WRITTEN REQUEST 1 -> Reproduce verbatim the stretch of the entries from the line containing "Mark the bright" through the final line of the entries.

* * * *

Understanding IT GRC in Higher Education: IT Governance

min read

Key Takeaways

  • IT governance is a decision-making process that ensures the effective and efficient use of information technology.
  • Effective IT governance helps an institution achieve its goals by applying IT resources in optimal ways.
  • IT governance works best when it includes a broad base of stakeholder input.

A recent EDUCAUSE Center for Analysis and Research (ECAR) study on IT governance, risk, and compliance (GRC) programs in higher education found that almost 55 percent of institutions have a formal IT governance body. Institutions with an IT governance body

  • are more likely to involve a broad range of stakeholders in IT decision making;
  • make more strategic IT investment decisions;
  • have broad-based support from leadership, faculty, and other stakeholders for IT initiatives; and
  • have IT organizations that contribute more to institutional strategic planning and policy than those that don't have such a body.1

By providing more informed decisions, better investment decisions, and more stakeholder support, IT governance programs help ensure that information technology aligns with the institutional mission.

* * * *

WRITTEN REQUEST 2 -> Write a continuation of the text on IT governance in higher education, picking up after its last sentence.

DATA SHOWN ->
* * * *

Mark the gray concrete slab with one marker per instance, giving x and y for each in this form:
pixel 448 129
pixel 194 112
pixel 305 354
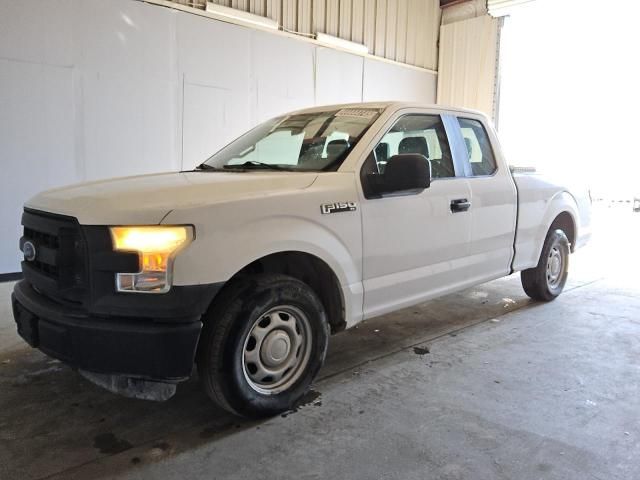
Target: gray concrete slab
pixel 508 389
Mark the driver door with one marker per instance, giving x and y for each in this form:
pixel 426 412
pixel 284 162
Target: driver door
pixel 415 244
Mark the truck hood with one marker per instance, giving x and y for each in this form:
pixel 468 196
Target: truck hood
pixel 147 199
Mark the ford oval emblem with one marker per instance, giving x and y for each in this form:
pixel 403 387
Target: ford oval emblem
pixel 29 250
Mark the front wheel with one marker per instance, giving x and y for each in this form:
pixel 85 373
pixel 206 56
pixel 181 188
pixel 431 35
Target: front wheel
pixel 262 345
pixel 546 281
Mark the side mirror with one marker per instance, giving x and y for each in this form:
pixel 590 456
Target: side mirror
pixel 407 171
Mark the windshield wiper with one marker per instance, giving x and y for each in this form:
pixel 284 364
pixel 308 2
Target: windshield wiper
pixel 257 165
pixel 204 166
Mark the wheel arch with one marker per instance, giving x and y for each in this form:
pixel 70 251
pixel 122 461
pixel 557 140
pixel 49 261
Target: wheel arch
pixel 309 269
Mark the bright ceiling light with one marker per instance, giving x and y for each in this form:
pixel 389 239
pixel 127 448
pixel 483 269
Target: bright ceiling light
pixel 336 42
pixel 500 8
pixel 238 16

* * * *

EXPECTED ANSWER 1 ->
Mark the bright ceiling light with one marker per instance, giving x and y for each in this form:
pixel 389 239
pixel 127 448
pixel 483 269
Target: bright ceiling light
pixel 336 42
pixel 500 8
pixel 238 16

EXPECTED ANSWER 2 ->
What Is IT Governance?

IT governance consists of decision-making processes that ensure the effective and efficient use of IT in enabling an institution to achieve its strategic objectives. Effective IT governance programs ensure that technology strategies, policies, procedures, and initiatives align with those objectives. Decision-making authority and levels of collaboration will vary based on each institution's culture, but all IT governance programs should include a broad base of stakeholder input.

IT governance includes the people, processes, and structures necessary to guide decision making around technology issues. Components of IT governance programs include:

  • Decision-making and advisory bodies at different levels of the institution (e.g., board of trustees, campus-wide, or college/unit) with different levels of authority
  • Resource management (technological, financial, and human resources)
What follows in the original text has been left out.